**Problem to solve**:
Reproduce word for word the stretch of the records below, from the line containing "Category: grey backdrop" through the end of the records.

**Extracted material**:
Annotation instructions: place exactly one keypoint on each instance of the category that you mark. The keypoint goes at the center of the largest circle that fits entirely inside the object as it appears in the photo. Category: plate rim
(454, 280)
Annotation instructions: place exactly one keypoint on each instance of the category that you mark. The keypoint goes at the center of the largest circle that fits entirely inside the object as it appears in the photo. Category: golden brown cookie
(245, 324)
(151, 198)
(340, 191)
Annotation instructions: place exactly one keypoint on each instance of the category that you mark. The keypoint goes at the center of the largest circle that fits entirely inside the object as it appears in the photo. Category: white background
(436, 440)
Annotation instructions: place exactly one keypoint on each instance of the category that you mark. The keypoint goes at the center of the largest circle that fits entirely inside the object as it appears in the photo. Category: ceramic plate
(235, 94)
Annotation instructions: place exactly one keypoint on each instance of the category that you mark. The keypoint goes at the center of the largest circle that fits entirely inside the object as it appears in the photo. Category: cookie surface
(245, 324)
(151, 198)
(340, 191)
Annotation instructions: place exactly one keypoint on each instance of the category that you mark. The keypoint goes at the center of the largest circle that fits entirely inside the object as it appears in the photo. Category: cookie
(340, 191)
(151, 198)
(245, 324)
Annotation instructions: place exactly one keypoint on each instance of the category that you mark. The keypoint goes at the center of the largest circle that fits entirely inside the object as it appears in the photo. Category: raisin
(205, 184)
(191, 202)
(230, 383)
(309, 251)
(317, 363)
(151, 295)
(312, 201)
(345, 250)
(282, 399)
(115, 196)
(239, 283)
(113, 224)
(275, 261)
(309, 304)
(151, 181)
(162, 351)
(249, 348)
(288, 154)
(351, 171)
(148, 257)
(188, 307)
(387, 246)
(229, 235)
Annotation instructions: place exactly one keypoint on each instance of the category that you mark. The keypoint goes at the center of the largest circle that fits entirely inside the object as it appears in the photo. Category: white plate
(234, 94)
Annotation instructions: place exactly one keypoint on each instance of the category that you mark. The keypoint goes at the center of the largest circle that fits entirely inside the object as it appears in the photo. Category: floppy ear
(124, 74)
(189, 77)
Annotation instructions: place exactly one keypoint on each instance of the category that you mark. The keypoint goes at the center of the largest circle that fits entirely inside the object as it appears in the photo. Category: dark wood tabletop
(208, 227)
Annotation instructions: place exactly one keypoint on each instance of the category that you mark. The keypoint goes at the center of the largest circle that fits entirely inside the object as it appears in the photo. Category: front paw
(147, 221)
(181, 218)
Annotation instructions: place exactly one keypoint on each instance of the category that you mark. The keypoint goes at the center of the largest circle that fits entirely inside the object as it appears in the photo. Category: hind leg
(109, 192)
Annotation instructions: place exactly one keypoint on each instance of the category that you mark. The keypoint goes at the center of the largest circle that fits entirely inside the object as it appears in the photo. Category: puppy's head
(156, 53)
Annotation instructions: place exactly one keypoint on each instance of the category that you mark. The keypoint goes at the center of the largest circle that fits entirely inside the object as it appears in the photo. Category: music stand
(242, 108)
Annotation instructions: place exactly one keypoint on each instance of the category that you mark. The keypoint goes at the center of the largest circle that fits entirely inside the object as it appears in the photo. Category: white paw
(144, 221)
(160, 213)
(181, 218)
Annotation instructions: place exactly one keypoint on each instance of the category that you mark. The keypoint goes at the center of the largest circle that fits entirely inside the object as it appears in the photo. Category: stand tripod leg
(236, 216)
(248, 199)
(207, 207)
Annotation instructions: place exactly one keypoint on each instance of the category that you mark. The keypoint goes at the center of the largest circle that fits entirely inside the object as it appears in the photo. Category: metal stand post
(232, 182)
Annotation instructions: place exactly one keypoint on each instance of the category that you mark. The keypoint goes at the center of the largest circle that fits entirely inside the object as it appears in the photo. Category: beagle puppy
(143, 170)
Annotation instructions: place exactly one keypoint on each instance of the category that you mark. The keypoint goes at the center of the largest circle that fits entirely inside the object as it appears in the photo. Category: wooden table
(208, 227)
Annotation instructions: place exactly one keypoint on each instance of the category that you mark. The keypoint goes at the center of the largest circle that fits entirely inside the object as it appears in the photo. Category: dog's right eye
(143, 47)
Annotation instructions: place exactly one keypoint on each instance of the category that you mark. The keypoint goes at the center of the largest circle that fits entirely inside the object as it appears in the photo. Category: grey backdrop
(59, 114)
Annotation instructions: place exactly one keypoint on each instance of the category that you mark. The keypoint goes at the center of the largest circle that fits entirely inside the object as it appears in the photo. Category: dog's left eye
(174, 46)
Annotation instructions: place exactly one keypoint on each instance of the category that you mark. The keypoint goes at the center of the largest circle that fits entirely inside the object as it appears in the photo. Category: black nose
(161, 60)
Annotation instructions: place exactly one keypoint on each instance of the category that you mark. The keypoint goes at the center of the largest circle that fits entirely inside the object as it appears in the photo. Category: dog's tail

**Solution**:
Annotation instructions: place exactly one keypoint on each instance of the category that you mark. The keypoint goes at the center of the largest circle that fits entirely inside the object as it appears in the photo. Category: grey backdrop
(59, 114)
Annotation instructions: place exactly one keypoint on each instance of the category that you mark. The keypoint goes at the center of the largest circle that fits entirely inside the object as it appears in the photo. Category: dog's left eye
(174, 46)
Annotation instructions: place exactly one keypoint on each instance of the category that you mark. The keypoint goes at the center of the largest circle that fits entirely inside the object as it appears in the photo. Category: black nose
(161, 60)
Annotation instructions: place exactly one keypoint on each instance of the category that you mark. The keypoint goes at the center of the largest circle that fits entirely inside the object as it appears in the photo. Category: dog's tail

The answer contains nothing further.